_Instruction_.
Return the lines beginning at the one that contains "The service SHOULD place a point on the orange" and continuing to the end of the entries, including both ends, exactly as written and nothing else.

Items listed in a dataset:
- - -

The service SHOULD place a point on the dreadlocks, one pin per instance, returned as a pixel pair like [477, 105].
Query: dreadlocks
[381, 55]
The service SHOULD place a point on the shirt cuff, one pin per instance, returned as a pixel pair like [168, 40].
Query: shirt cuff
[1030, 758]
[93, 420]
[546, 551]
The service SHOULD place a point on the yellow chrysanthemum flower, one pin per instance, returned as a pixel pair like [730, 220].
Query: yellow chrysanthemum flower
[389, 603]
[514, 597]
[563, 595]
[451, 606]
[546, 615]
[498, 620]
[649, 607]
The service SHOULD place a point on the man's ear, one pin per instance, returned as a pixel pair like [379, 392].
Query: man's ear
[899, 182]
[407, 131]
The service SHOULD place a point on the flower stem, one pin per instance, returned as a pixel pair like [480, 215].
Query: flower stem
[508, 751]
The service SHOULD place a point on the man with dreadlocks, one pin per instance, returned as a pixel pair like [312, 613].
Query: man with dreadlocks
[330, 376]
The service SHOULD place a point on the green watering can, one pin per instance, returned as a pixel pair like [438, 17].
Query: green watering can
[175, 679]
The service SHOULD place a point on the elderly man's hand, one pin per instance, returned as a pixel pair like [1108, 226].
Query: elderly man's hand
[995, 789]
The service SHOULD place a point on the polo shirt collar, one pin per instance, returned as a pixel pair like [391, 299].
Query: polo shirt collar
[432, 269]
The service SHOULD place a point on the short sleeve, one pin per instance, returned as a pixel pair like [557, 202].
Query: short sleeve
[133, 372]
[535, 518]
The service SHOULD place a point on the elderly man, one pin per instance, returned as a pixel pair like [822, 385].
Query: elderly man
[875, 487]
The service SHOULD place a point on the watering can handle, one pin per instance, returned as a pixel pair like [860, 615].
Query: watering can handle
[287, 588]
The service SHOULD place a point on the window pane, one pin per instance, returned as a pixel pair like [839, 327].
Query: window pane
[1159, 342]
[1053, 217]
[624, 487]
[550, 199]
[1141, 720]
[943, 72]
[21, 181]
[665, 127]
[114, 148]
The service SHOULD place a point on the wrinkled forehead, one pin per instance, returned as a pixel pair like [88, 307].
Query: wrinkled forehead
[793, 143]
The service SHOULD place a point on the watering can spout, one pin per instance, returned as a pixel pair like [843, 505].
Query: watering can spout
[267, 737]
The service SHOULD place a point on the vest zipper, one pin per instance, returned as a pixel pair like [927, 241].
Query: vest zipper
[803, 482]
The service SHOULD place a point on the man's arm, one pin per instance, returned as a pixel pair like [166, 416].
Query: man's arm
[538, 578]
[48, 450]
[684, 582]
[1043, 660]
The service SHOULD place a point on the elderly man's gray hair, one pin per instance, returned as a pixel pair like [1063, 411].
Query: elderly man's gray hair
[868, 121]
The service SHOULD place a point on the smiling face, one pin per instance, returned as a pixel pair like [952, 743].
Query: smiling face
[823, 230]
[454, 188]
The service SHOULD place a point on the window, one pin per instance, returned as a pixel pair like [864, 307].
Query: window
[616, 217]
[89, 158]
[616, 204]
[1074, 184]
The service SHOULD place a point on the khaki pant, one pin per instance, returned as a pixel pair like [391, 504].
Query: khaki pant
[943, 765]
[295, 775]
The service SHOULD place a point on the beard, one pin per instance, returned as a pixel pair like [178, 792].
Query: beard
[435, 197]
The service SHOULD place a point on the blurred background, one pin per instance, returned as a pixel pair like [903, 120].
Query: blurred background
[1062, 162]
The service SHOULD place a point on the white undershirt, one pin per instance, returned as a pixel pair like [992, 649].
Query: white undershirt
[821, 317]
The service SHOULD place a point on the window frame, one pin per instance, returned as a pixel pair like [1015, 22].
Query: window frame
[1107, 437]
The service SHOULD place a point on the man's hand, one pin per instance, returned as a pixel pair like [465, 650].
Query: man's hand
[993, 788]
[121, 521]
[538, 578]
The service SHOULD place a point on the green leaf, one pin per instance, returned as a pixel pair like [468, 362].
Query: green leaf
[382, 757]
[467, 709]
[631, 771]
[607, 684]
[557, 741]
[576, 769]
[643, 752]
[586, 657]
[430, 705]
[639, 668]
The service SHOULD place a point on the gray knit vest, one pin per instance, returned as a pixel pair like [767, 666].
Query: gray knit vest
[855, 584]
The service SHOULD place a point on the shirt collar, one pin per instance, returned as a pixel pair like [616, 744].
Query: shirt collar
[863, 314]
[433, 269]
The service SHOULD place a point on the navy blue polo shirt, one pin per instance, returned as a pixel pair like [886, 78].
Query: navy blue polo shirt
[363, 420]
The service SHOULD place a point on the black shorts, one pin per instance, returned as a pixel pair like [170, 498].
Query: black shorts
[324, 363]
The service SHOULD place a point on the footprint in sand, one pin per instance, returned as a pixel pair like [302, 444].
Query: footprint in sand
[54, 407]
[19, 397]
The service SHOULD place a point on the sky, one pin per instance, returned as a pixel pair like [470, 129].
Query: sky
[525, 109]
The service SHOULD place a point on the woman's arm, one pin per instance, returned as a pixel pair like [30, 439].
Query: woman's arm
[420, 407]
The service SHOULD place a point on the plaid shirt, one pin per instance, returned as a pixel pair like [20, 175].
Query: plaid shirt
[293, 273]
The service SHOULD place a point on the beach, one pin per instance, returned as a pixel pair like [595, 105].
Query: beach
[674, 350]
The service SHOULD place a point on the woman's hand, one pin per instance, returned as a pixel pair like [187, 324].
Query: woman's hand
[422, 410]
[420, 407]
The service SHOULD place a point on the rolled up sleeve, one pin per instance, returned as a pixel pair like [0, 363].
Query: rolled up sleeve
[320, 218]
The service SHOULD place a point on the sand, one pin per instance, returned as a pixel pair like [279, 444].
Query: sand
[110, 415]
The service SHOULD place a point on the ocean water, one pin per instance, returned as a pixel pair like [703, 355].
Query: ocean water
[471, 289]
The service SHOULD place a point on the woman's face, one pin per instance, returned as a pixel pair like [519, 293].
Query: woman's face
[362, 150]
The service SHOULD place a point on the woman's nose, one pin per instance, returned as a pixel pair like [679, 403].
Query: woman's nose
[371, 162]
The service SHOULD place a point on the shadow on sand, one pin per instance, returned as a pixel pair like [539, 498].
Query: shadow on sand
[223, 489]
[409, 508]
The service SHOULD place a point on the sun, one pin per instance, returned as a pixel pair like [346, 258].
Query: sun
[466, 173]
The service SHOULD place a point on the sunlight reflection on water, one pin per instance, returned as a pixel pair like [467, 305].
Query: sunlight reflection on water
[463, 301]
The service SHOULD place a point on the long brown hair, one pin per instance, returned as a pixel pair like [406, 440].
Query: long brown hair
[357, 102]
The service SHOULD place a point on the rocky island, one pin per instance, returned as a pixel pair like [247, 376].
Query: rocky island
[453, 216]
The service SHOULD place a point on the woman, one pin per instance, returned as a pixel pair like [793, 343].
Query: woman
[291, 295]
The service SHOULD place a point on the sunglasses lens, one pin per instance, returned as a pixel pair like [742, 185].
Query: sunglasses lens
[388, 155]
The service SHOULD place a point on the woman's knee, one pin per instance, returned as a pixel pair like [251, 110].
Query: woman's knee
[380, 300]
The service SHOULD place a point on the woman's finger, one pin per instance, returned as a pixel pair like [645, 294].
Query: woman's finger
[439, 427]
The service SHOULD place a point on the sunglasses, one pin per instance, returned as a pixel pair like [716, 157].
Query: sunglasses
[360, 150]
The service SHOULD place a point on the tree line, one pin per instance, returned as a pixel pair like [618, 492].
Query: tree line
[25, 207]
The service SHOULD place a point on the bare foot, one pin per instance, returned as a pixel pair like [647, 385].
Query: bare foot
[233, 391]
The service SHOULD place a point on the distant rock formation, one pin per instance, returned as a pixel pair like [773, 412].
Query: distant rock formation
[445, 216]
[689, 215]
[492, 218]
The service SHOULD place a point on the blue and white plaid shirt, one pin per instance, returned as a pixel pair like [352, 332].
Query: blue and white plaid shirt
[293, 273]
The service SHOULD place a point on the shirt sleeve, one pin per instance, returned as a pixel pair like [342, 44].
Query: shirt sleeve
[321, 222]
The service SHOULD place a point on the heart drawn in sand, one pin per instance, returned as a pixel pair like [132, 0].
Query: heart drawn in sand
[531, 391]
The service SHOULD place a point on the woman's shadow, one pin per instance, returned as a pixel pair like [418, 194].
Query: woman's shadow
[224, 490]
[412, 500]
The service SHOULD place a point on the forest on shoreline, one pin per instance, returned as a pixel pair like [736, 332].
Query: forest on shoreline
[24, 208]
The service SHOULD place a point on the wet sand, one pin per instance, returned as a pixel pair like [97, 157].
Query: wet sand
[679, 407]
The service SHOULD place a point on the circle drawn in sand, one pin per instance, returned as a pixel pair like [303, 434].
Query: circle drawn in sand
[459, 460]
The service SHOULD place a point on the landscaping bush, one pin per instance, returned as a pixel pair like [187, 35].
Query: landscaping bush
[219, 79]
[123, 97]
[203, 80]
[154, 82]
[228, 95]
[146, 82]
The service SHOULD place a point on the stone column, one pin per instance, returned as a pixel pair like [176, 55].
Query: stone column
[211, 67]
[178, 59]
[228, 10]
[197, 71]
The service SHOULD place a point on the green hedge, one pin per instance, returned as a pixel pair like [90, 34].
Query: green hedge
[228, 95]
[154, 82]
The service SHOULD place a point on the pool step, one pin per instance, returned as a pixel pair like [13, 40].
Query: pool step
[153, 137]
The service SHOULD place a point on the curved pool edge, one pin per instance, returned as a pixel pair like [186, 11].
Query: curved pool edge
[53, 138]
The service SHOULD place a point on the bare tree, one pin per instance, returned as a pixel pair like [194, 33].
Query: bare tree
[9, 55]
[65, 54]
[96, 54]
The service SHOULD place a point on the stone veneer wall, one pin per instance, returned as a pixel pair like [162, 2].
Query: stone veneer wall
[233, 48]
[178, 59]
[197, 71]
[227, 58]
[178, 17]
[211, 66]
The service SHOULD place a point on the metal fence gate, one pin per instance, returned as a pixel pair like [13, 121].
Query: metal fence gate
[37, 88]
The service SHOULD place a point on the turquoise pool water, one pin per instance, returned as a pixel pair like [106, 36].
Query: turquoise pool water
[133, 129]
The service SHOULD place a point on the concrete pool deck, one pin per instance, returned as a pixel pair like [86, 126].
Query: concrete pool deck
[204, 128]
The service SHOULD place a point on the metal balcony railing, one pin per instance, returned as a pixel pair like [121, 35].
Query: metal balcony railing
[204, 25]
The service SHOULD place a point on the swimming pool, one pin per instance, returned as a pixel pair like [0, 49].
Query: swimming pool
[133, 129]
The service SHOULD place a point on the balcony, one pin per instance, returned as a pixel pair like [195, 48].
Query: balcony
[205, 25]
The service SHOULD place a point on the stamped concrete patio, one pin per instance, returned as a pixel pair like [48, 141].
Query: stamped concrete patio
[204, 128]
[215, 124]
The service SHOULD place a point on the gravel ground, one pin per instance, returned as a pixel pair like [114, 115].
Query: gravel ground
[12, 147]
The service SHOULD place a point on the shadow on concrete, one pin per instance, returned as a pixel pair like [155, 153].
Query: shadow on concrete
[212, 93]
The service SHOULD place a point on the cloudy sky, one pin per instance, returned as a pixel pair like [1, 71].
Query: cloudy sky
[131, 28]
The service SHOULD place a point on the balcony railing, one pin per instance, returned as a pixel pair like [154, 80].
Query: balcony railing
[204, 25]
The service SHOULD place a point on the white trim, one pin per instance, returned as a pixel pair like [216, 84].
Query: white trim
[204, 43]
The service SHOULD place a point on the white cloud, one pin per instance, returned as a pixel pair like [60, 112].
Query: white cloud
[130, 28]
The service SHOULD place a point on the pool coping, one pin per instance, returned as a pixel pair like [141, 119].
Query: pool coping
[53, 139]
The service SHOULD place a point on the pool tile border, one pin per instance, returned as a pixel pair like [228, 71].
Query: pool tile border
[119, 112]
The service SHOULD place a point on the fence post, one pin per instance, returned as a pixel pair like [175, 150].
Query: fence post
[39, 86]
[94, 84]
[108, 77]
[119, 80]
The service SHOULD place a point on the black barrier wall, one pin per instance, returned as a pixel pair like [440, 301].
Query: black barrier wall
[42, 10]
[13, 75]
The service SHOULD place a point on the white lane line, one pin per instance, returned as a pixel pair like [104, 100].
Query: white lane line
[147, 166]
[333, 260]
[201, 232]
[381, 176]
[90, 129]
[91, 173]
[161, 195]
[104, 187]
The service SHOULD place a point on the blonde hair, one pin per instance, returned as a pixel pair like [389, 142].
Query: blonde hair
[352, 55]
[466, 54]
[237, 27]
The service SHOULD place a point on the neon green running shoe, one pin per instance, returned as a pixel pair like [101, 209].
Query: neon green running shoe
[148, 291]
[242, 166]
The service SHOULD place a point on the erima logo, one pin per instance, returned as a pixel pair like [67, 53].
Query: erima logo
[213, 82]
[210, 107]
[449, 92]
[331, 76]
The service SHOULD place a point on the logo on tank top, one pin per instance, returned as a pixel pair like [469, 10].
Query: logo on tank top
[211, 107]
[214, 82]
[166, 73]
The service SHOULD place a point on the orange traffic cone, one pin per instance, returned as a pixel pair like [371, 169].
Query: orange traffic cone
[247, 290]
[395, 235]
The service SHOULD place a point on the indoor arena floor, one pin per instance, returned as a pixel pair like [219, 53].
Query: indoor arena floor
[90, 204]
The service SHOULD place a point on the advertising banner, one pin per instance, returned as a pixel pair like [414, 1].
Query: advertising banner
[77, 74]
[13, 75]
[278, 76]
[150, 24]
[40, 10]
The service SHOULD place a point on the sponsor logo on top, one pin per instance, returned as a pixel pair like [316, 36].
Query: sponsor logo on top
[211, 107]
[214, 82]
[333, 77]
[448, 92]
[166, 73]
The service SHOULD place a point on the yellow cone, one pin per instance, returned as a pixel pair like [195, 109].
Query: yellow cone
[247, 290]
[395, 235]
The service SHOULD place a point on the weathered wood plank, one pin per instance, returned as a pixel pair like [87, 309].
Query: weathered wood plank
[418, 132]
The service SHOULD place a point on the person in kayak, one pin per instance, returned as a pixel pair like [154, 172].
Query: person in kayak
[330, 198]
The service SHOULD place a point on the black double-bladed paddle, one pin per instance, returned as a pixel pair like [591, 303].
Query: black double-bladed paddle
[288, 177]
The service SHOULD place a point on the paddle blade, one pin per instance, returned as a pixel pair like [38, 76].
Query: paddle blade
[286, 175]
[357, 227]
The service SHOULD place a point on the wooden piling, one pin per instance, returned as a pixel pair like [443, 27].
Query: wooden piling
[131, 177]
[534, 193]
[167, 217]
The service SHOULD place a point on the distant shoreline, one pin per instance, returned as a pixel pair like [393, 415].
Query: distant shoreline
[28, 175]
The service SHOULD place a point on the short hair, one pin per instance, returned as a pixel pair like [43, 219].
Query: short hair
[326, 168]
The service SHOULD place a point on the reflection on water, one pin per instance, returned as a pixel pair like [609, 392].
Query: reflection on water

- - -

_Solution below_.
The service SHOULD place a point on the orange traffic cone, one pin per instance, returned as a pixel pair like [371, 169].
Query: orange traffic cone
[247, 290]
[395, 235]
The service SHOULD place a point on the indoor arena floor, one pin per instance, returned as a pixel pair like [219, 53].
Query: indoor arena floor
[90, 204]
The service SHOULD place a point on the advertising banner, one pin per instance, returned as a pixel pair like [414, 1].
Query: advertising banner
[77, 74]
[13, 75]
[278, 76]
[150, 24]
[40, 10]
The service SHOULD place a point on the sponsor logo on top, one pin per instance, returned as a pixel pair like [316, 36].
Query: sponsor logo on top
[211, 107]
[214, 82]
[333, 77]
[448, 92]
[166, 73]
The service SHOULD place a point on the yellow cone, one pin per instance, returned as a pixel pair like [195, 109].
Query: yellow cone
[247, 290]
[395, 235]
The service SHOULD place a point on the weathered wood plank, one pin per instance, returned as a pixel pair like [87, 309].
Query: weathered wood plank
[418, 132]
The service SHOULD place a point on the person in kayak, one pin per instance, returned as a pixel pair like [154, 172].
Query: person in kayak
[330, 198]
The service SHOULD place a point on the black double-bladed paddle, one pin per instance, returned as a pixel pair like [591, 303].
Query: black double-bladed paddle
[288, 177]
The service SHOULD place a point on the paddle blade, one pin per instance, returned as a pixel pair like [38, 76].
Query: paddle blade
[286, 175]
[357, 227]
The service SHOULD place a point on the wooden piling, one pin per instance, returned as a pixel pair like [443, 27].
Query: wooden piling
[131, 177]
[534, 193]
[167, 217]
The service SHOULD place a point on the distant shoreline, one pin per instance, returned as a pixel pair like [393, 415].
Query: distant shoreline
[28, 175]
The service SHOULD place a point on the short hair, one pin per instance, returned as a pixel pair like [43, 219].
Query: short hair
[326, 168]
The service SHOULD place a point on the reflection on water, one pin per instance, returned as a pixel pair like [609, 392].
Query: reflection on water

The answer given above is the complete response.